Coffee grounds are often applied to the soil directly by many farmers and gardeners as fertilizers in their farms. Coffee grounds are rich in nitrogen as well as phosphorus, potassium and other micronutrients. It is commonly used as a slow-release fertilizer which the nutrients are release as it breaks down. Other than fertilizer it has also been used in pest management， as a deterrent against snails and birds. This makes it sounds like a great idea for farming. However if the spent coffee grounds are not composted and added to the soil to the soil directly, it may actually bring negative effects to the plants and soils instead.
1. Effects on The Plants
The reason of this concern is the presence of caffeine in coffee beans. When coffee leaves fall, the caffeine in the leaves have inhibitory effects on germination of other plants and reduces competition with other plants. Spent coffee grounds contain chlorogenic acids, tannins and caffeine that impose toxicity to plants and soils. Caffeine possesses phytotoxicity and inhibits growth of the plants as well as germination. Studies show that the use of a high dose of caffeine on plants would eventually lead to stunted plant growth. One of the solutions that helps reduce the negative impact is through composting spent coffee grounds before adding to the soil.
2. Environmental Impact
Over a billion cups of coffee are consumed everyday worldwide, leading to spent coffee grounds ending up in garbage dumps as waste. This waste is not properly disposed and commonly being left in a landfill, generating tonnes of methane gas from its decomposition process in the landfill. Methane is a greenhouse gas that could be way more harmful than carbon dioxide to the environment. The direct use of spent coffee grounds is not as environmental friendly as how some of us thought, as the presence of bioactive compounds causes the decomposition of spent coffee grounds highly polluting due to the release of methane in the process. Caffeine and polyphenols have a high toxicity rate for the soils and consequently causes environmental hazards. An alternative to lower the environmental impact and toxicity could be through vermicomposting, in order to yield a nutrient source that has beneficial effects on plant heath and soil quality.
3. Go For Vermicomposting!
Earthworms love coffee grounds! Coffee is one of the most consumed beverages in the world and there is a massive amount of coffee ground waste produced every single day. However there is a lack of waste management of spent coffee grounds especially in developing countries. Spent coffee grounds are in fact rich in nutrients needed by plant growth. Vermicomposting of spent coffee grounds turns the waste into a form that is more environmental-friendly and it makes the nutrients more readily absorbed by the plants, causing less negative effects to the soil quality.

MATERIAL SHOWN:
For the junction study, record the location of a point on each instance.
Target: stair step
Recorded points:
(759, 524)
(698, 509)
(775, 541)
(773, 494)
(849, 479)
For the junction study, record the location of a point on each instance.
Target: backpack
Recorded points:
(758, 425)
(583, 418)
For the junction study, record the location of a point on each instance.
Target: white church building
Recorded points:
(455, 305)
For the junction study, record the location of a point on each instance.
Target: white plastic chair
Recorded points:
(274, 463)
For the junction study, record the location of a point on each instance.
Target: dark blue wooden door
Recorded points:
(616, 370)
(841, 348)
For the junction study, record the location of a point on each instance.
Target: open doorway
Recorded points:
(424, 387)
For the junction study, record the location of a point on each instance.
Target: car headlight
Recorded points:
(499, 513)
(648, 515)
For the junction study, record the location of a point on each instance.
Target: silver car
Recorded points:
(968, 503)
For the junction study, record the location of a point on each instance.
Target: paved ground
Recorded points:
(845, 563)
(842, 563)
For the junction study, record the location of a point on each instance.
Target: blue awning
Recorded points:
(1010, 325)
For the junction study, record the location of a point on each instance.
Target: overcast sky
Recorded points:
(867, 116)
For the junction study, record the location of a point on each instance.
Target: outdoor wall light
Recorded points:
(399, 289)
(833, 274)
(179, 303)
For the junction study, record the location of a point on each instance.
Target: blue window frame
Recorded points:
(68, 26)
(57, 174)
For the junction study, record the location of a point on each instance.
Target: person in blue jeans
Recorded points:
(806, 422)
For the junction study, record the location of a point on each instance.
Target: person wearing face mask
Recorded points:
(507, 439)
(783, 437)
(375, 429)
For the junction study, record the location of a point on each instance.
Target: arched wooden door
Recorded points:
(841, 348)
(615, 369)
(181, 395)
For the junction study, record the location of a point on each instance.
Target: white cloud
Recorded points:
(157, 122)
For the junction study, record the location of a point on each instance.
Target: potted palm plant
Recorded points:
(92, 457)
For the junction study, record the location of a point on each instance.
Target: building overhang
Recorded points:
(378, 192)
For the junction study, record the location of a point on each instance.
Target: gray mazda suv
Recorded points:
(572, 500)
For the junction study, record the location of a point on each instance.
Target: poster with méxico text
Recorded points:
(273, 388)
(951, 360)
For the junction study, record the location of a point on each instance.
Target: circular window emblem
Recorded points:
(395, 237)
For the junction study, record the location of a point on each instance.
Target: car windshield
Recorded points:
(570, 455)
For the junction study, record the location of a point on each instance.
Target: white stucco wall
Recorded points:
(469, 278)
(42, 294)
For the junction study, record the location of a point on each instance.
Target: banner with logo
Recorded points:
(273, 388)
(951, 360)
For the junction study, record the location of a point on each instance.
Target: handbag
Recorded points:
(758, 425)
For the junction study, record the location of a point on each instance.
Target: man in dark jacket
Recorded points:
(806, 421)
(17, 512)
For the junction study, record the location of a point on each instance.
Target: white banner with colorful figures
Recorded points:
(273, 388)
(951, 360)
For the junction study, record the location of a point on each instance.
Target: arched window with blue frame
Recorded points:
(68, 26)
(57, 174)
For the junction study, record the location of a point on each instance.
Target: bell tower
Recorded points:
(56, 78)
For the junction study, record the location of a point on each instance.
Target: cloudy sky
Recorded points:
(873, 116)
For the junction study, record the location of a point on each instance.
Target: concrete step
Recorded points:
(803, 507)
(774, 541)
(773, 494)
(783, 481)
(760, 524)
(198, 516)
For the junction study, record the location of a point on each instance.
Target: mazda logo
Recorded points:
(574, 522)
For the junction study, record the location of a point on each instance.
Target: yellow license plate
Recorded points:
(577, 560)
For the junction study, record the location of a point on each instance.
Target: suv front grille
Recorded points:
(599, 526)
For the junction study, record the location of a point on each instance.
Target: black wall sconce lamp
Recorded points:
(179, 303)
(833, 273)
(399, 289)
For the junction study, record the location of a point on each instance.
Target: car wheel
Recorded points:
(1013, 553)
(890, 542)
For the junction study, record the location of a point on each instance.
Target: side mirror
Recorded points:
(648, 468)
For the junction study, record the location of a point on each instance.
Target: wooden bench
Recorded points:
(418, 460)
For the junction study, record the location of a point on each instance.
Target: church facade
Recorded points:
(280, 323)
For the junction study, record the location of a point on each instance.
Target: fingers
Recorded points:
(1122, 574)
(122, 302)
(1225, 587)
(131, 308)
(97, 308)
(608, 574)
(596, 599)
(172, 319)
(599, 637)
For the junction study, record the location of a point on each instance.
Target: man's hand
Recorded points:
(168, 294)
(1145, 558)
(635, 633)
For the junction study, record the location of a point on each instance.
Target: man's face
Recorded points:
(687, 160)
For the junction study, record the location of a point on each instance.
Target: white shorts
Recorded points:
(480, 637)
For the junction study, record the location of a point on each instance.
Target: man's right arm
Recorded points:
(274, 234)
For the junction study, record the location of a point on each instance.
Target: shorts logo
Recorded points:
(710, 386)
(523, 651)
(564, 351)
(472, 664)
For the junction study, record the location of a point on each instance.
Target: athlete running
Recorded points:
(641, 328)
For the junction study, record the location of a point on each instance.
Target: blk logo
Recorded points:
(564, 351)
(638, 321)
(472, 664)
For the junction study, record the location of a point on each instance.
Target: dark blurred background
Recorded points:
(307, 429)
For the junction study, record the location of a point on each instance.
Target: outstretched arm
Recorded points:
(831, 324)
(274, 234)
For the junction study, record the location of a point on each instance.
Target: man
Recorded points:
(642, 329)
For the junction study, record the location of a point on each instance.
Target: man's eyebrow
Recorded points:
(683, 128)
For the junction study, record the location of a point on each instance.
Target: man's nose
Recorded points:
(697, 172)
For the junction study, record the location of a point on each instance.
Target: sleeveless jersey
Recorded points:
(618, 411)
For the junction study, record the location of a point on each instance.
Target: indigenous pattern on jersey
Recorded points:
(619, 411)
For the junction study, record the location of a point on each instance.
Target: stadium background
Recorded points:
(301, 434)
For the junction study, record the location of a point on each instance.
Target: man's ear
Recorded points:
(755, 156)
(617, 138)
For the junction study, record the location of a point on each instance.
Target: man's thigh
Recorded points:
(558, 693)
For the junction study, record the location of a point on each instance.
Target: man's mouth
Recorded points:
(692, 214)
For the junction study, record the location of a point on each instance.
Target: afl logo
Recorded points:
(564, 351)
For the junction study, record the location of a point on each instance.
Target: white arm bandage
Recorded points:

TASKS FOR THIS EXERCISE:
(A) Rewrite the paragraph of the coffee grounds text beginning "Earthworms love coffee grounds!" in fewer words, keeping its main facts.
(B) Please write out the coffee grounds text word for word, from "1. Effects on" to "to the soil.".
The records are material separate from the coffee grounds text.

TASK-BY-TASK OUTPUTS:
(A) Earthworms like coffee grounds. Coffee is among the world's most consumed drinks, and it produces huge amounts of ground waste every day. This waste is poorly managed, especially in developing countries, even though spent grounds are rich in nutrients plants need. Vermicomposting turns the grounds into a more environmentally friendly form whose nutrients plants absorb more readily, with fewer negative effects on soil quality.

(B)
1. Effects on The Plants
The reason of this concern is the presence of caffeine in coffee beans. When coffee leaves fall, the caffeine in the leaves have inhibitory effects on germination of other plants and reduces competition with other plants. Spent coffee grounds contain chlorogenic acids, tannins and caffeine that impose toxicity to plants and soils. Caffeine possesses phytotoxicity and inhibits growth of the plants as well as germination. Studies show that the use of a high dose of caffeine on plants would eventually lead to stunted plant growth. One of the solutions that helps reduce the negative impact is through composting spent coffee grounds before adding to the soil.